*PROBLEM TO WORK ON*
Only an exact copy of the listing below will do.

*RAW DATA*
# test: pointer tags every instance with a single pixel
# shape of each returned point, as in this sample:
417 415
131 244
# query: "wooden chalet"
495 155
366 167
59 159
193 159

*RESULT OF THE TASK*
# test: pointer tags every instance with a single pixel
# shape of each returned point, as in this sample:
417 415
131 244
# query: "wooden chalet"
495 155
366 167
59 159
193 159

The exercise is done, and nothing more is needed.